RECORDS TO PROCESS:

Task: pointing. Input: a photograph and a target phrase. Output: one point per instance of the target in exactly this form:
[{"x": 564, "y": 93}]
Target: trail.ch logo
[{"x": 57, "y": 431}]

---

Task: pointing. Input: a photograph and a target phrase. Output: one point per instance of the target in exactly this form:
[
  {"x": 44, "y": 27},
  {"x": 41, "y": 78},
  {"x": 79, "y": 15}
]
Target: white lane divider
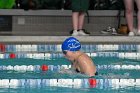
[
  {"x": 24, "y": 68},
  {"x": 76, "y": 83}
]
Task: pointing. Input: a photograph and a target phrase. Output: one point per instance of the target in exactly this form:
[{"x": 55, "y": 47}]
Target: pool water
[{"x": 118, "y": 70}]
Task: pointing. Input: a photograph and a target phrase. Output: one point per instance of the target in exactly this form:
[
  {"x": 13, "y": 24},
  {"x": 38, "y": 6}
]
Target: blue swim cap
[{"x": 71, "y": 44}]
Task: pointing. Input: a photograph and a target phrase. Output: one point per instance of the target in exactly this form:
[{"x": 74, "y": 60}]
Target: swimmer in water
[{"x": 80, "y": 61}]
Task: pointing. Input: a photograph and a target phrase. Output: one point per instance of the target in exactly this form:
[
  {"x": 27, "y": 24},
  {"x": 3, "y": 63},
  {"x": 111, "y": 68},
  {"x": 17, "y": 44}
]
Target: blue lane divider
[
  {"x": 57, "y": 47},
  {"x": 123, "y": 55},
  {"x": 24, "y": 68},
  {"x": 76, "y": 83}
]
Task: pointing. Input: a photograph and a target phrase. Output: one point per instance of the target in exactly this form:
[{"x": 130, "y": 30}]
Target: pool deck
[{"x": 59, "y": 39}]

==

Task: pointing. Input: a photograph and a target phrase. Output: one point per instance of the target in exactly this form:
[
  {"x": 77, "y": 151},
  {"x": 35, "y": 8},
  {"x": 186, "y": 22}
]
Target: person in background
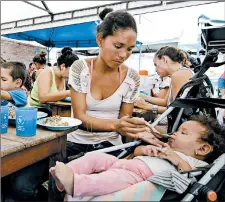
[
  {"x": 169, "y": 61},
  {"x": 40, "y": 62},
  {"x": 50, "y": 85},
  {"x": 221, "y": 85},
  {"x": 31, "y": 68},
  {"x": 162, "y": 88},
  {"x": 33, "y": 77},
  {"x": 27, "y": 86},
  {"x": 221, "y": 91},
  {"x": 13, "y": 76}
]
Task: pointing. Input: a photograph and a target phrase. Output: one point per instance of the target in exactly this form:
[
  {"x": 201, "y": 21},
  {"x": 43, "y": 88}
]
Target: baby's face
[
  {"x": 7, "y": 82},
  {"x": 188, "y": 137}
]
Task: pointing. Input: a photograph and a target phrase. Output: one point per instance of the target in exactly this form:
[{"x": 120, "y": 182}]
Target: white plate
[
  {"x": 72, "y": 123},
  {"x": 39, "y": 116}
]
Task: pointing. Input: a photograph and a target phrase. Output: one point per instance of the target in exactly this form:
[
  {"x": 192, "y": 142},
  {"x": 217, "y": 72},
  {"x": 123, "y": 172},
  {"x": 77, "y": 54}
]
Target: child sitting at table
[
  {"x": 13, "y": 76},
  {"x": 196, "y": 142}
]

WHAT IS REQUIRED: Pull out every line of the rows above that contains the word "blue", and copy each one in full.

FINAL RESULT:
Target: blue swim cap
Target: blue lane divider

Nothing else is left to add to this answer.